## Start Recorded information

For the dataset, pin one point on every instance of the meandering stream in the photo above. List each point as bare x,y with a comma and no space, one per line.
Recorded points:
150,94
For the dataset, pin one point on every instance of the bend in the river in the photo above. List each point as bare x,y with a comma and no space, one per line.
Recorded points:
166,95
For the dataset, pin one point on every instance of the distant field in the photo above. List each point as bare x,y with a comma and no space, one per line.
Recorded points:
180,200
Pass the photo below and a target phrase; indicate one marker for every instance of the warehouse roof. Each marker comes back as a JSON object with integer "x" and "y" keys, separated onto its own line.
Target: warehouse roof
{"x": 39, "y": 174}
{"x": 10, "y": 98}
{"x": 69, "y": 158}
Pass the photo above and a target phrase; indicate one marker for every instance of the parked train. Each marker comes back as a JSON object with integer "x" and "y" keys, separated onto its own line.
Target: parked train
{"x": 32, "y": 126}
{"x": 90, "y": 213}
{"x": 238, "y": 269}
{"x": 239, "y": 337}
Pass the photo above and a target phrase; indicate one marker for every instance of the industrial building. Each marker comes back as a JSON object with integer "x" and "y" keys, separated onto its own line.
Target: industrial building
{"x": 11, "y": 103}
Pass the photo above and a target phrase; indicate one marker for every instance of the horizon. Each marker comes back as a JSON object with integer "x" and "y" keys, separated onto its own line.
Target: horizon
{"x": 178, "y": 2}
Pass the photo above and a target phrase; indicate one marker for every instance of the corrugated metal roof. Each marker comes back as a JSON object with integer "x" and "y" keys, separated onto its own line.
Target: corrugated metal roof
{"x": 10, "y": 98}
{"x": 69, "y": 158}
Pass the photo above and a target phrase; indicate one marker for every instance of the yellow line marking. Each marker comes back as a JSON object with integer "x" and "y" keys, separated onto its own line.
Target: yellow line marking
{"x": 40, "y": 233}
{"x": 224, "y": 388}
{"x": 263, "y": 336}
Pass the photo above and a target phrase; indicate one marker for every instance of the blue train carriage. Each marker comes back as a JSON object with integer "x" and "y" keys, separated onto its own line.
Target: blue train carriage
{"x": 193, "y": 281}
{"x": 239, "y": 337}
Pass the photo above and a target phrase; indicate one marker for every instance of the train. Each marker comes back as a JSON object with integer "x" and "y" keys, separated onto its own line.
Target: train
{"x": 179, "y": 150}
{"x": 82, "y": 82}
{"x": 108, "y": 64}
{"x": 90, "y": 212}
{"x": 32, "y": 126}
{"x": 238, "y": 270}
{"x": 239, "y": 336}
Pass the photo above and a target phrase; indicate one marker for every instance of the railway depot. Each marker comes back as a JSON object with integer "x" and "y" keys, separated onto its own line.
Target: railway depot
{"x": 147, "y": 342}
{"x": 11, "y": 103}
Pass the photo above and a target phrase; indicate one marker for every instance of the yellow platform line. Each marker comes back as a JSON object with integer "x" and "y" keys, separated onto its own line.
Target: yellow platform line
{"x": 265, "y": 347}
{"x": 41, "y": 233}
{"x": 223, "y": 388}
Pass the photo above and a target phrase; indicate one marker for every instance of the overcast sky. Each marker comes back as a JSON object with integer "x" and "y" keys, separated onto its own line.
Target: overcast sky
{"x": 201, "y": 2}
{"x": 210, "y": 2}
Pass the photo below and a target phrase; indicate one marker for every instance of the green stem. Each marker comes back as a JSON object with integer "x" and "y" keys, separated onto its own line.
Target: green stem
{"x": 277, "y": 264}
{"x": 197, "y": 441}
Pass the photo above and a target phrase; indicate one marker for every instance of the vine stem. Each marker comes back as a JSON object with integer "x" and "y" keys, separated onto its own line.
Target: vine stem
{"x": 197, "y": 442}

## End Recorded information

# Task goal
Reproduce the rows from the line containing "of the vine" through the last of the rows, substituting "climbing stem" for "vine stem" and changing nothing else.

# Complete response
Pass the photo above and a target phrase; indicate one marker for every instance of the climbing stem. Each marker comes back as a JSON object with integer "x" and "y" keys, separated onto its own line.
Target: climbing stem
{"x": 197, "y": 442}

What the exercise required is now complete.